■ **Trecho do documento**:

O Código Tributário Nacional, ao tratar da responsabilidade por infrações da legislação tributária, abre exceção, dispondo que a denúncia espontânea implica na exclusão dessa responsabilidade.

Inclusive, a exoneração da responsabilidade pela infração e da conseqüente sanção, assegurada, amplamente, pelo art. 138 do Código Tributário Nacional, compreende também a exclusão da multa de mora, em atenção e prêmio ao comportamento do contribuinte, que toma a iniciativa de denunciar ao Fisco a sua situação irregular, para corrigi-la e purgá-la, com o pagamento do tributo devido, juros de mora e correção monetária. [101]

A denúncia espontânea foi concebida não apenas para beneficiar o contribuinte, senão também para favorecer a Fazenda Pública, na medida em que, afastando penalidades, estimula o contribuinte a adimplir suas dívidas tributárias, causando o aumento da arrecadação.

Cuida-se de uma decisão política jurídica com a qual o legislador premia o cumprimento das obrigações tributárias.

Portanto, a denúncia espontânea da infração exclui qualquer penalidade, sendo devidos apenas juros de mora, que não possuem caráter punitivo, constituindo mera indenização decorrente do pagamento fora do prazo, ou seja, da mora, como aliás consta expressamente do citado artigo 138 do Código Tributário Nacional.

Em se tratando de infração à obrigação acessória, a confissão espontânea também afasta a multa punitiva.

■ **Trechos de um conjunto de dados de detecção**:
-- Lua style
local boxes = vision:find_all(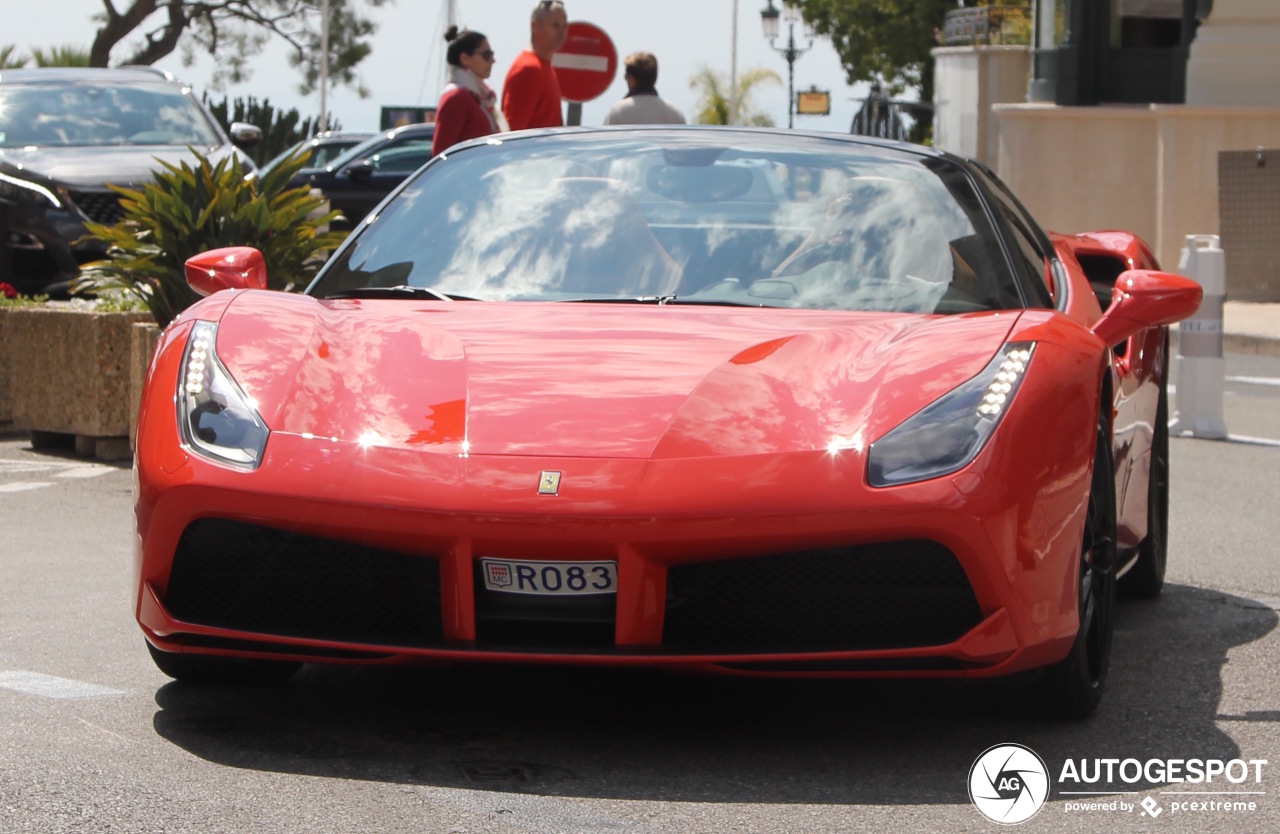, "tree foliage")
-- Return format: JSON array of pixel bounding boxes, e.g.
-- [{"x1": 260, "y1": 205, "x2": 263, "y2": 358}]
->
[
  {"x1": 0, "y1": 43, "x2": 88, "y2": 69},
  {"x1": 796, "y1": 0, "x2": 957, "y2": 122},
  {"x1": 689, "y1": 67, "x2": 782, "y2": 128},
  {"x1": 90, "y1": 0, "x2": 387, "y2": 95},
  {"x1": 74, "y1": 151, "x2": 347, "y2": 326}
]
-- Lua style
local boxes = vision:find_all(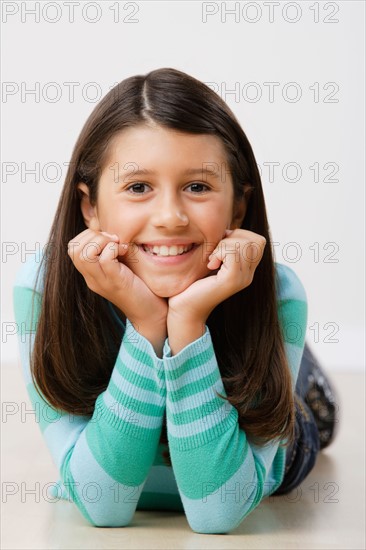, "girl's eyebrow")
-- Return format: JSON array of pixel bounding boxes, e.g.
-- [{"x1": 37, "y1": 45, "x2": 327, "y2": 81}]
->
[{"x1": 118, "y1": 167, "x2": 220, "y2": 180}]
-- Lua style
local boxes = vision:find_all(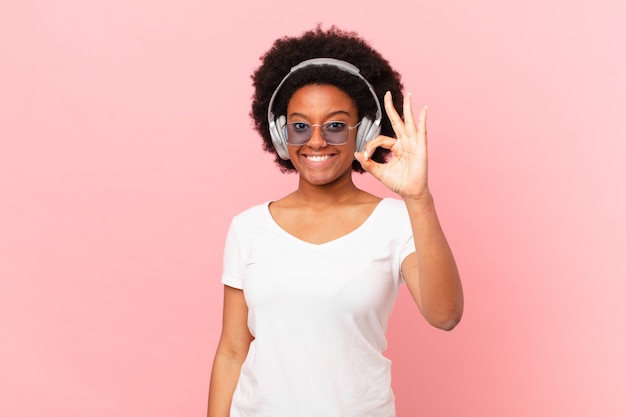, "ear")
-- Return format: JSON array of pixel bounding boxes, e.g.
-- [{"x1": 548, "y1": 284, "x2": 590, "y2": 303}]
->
[{"x1": 270, "y1": 116, "x2": 289, "y2": 159}]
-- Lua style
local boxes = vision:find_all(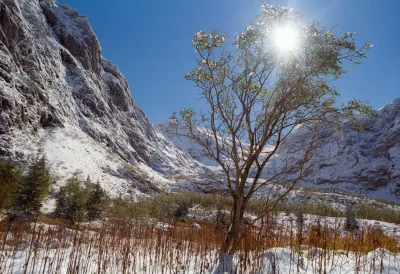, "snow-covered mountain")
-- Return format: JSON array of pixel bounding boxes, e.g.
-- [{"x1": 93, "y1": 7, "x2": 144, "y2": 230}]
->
[
  {"x1": 0, "y1": 0, "x2": 400, "y2": 201},
  {"x1": 278, "y1": 98, "x2": 400, "y2": 201},
  {"x1": 0, "y1": 0, "x2": 220, "y2": 197},
  {"x1": 159, "y1": 98, "x2": 400, "y2": 201}
]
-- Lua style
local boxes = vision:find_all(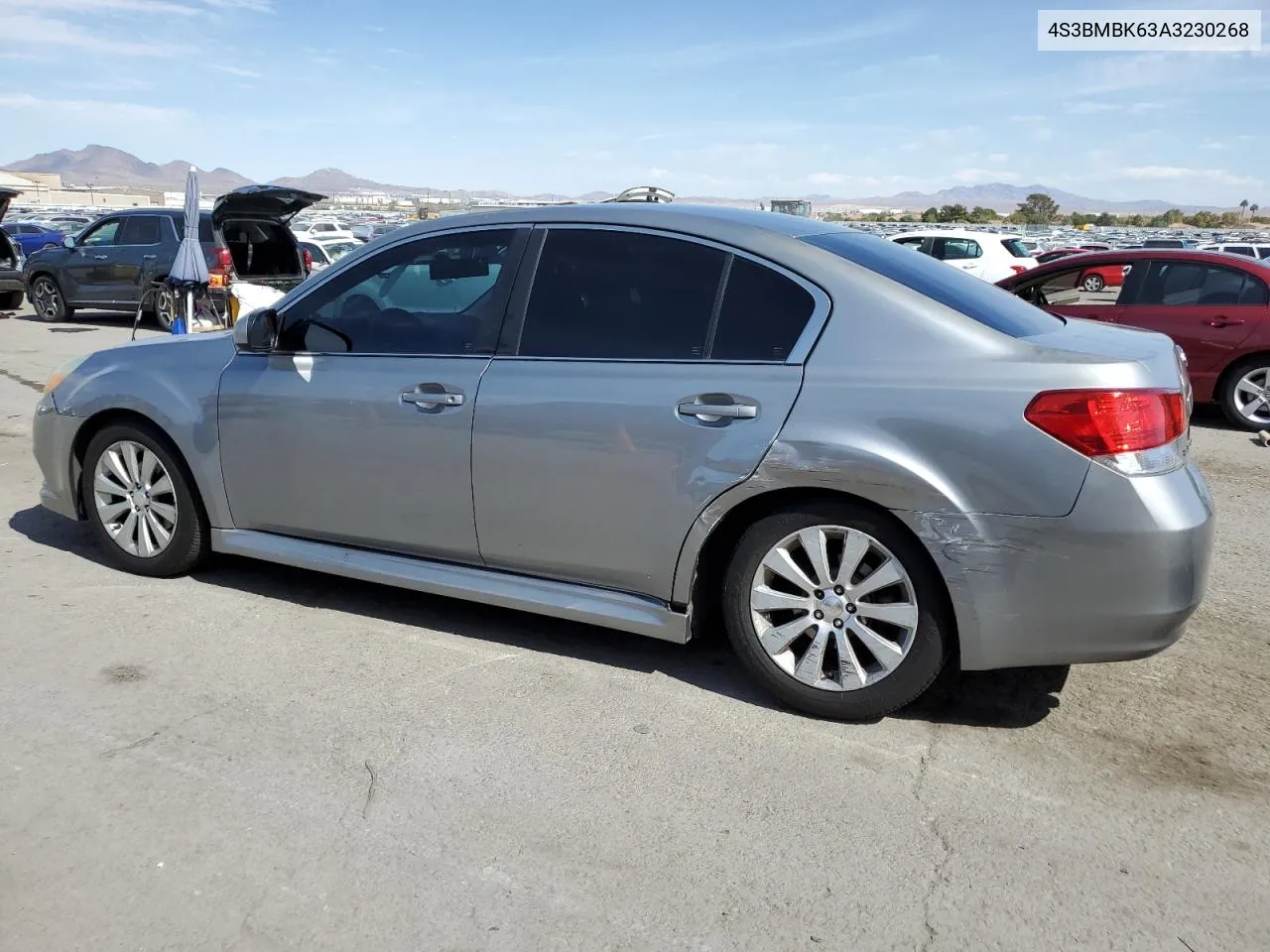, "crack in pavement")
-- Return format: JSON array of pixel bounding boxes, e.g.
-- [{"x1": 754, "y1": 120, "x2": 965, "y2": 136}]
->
[
  {"x1": 0, "y1": 367, "x2": 45, "y2": 393},
  {"x1": 913, "y1": 725, "x2": 952, "y2": 952}
]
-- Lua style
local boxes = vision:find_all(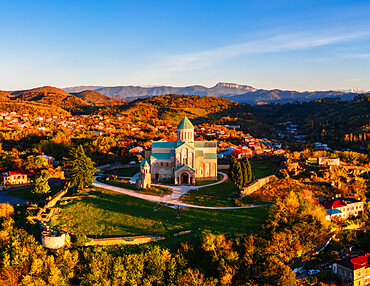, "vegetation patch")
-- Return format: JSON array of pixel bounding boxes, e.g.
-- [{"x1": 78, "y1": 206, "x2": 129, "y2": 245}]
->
[{"x1": 50, "y1": 190, "x2": 268, "y2": 237}]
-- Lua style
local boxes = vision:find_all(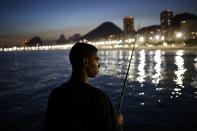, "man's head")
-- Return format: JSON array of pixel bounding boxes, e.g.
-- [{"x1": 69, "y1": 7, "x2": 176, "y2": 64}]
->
[{"x1": 69, "y1": 43, "x2": 100, "y2": 77}]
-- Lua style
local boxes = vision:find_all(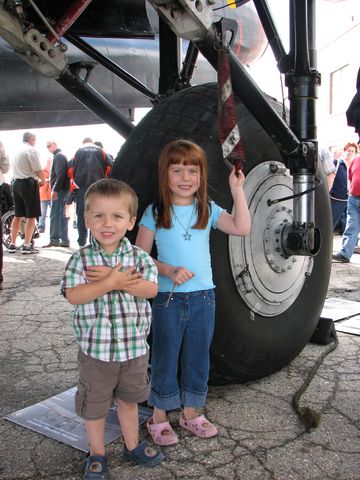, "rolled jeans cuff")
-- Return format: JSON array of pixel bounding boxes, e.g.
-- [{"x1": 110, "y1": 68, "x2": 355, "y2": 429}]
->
[
  {"x1": 181, "y1": 388, "x2": 207, "y2": 408},
  {"x1": 148, "y1": 390, "x2": 181, "y2": 410}
]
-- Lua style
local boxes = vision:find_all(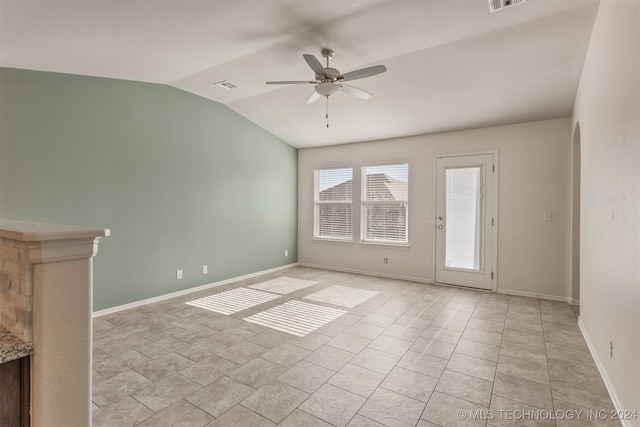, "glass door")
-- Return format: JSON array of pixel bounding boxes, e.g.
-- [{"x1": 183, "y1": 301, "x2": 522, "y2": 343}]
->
[{"x1": 435, "y1": 154, "x2": 495, "y2": 289}]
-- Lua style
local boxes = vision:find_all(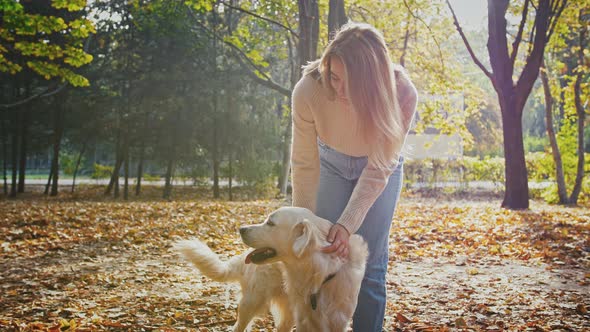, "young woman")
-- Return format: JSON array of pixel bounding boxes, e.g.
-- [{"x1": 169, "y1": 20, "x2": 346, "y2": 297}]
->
[{"x1": 291, "y1": 22, "x2": 417, "y2": 332}]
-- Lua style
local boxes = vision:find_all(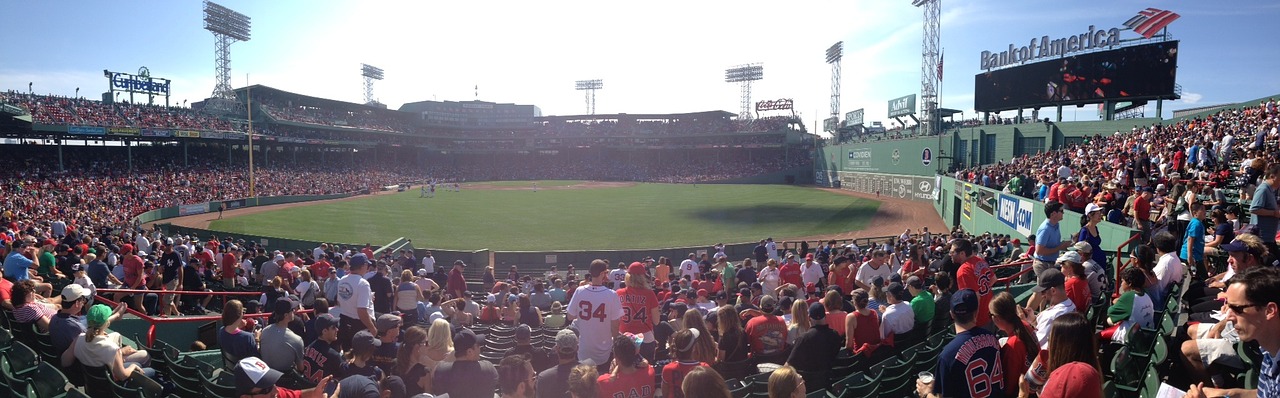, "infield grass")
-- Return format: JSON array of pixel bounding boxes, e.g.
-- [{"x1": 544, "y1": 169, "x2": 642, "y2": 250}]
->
[{"x1": 210, "y1": 182, "x2": 881, "y2": 251}]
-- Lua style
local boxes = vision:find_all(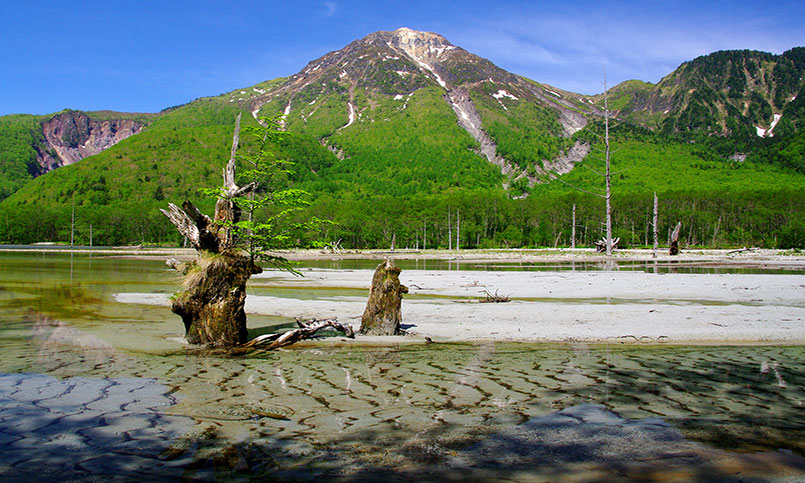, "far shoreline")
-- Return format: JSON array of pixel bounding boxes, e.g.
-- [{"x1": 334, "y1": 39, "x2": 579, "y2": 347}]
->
[{"x1": 0, "y1": 244, "x2": 805, "y2": 271}]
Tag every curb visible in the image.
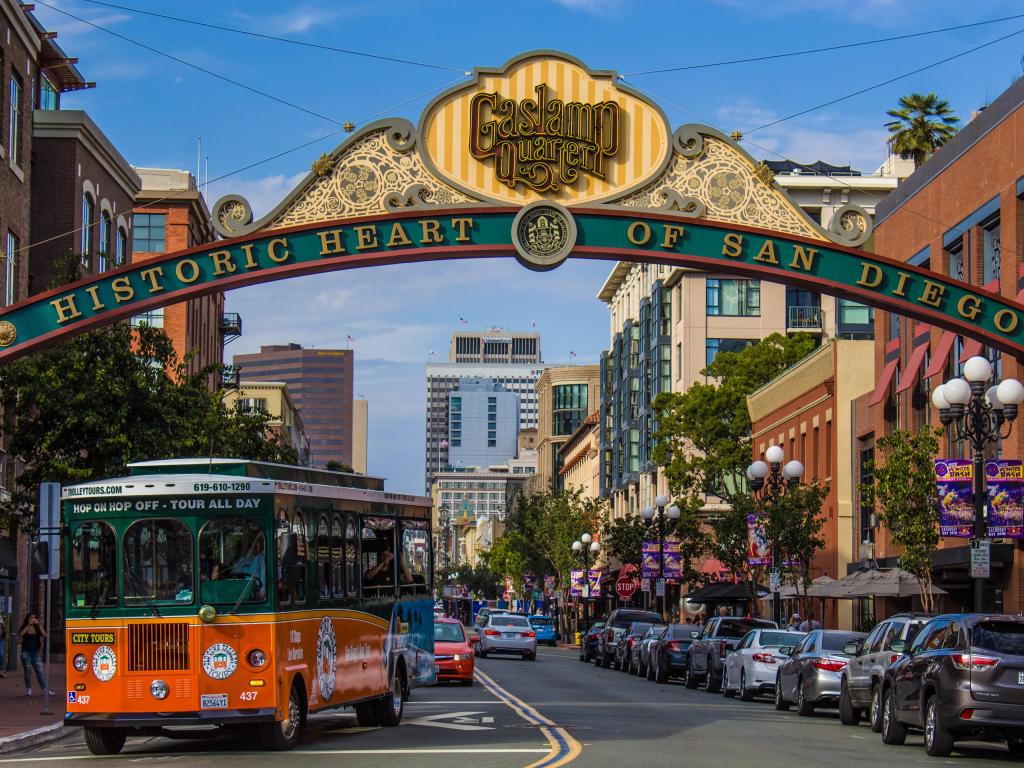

■ **Enunciado da tarefa**: Troque "legislador" por "Estado" no trecho sobre a denúncia espontânea e escreva de novo a parte que começa em "Cuida-se de uma" e termina em "a multa punitiva.".

■ **Resposta correta**:
Cuida-se de uma decisão política jurídica com a qual o Estado premia o cumprimento das obrigações tributárias.

Portanto, a denúncia espontânea da infração exclui qualquer penalidade, sendo devidos apenas juros de mora, que não possuem caráter punitivo, constituindo mera indenização decorrente do pagamento fora do prazo, ou seja, da mora, como aliás consta expressamente do citado artigo 138 do Código Tributário Nacional.

Em se tratando de infração à obrigação acessória, a confissão espontânea também afasta a multa punitiva.